Below are the entries; output exactly the lines from the one containing "of the utility" through the final line, inclusive.

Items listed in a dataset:
========================================================================

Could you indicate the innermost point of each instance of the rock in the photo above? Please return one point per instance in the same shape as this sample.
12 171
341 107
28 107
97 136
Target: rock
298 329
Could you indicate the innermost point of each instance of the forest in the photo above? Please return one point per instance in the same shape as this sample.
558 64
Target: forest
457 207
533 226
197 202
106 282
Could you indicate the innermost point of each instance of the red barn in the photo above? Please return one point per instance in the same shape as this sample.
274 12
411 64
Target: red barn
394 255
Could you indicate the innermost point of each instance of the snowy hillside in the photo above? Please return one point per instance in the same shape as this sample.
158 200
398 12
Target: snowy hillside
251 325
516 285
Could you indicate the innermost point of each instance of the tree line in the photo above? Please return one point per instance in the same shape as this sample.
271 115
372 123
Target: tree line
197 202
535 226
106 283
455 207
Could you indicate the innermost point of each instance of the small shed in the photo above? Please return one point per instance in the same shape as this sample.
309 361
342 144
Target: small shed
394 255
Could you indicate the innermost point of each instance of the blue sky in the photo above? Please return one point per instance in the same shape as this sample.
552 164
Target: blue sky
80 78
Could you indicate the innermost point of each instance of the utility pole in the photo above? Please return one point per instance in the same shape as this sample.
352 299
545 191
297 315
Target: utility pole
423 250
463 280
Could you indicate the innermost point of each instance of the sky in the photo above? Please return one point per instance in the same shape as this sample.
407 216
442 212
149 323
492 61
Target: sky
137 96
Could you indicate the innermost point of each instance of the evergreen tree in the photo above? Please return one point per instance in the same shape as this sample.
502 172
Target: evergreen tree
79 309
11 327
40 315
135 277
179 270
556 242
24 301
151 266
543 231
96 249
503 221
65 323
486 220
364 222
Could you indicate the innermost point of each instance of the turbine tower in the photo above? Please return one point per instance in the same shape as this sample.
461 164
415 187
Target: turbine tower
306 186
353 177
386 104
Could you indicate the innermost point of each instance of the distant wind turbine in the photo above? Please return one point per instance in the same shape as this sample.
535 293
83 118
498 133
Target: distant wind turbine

========================================================================

* RESULT
Could you indicate the innermost point of each instance of the utility pole in the photo above? Please return one point per instance in the same shape as this sample.
352 299
545 191
297 315
Target: utility pole
423 250
463 280
Could you indicate the innermost point of each instance of the sky in the photo above? Please return one point per instance in the same shape as this sample.
407 216
442 212
149 323
492 61
Target: sky
137 96
Could you indicate the innermost point of each instance of the evergreen tree in the photo above? Please return one point per instance in the same shape as this sample.
502 172
Target: evergreen tree
79 309
11 327
40 315
135 277
179 270
556 242
24 301
151 266
543 231
96 249
503 221
65 323
486 220
364 222
Could you indicate the innermost point of each instance of the turbine tower in the photo above? Please return one point per instance in the same shape as this sample.
461 164
415 187
Target: turbine tower
306 186
353 177
386 104
Could you indicate the innermost point of each instance of the distant wind turbine in the photo above? Please return one point per instance in the same shape as this sample.
535 293
83 118
498 133
Target: distant wind turbine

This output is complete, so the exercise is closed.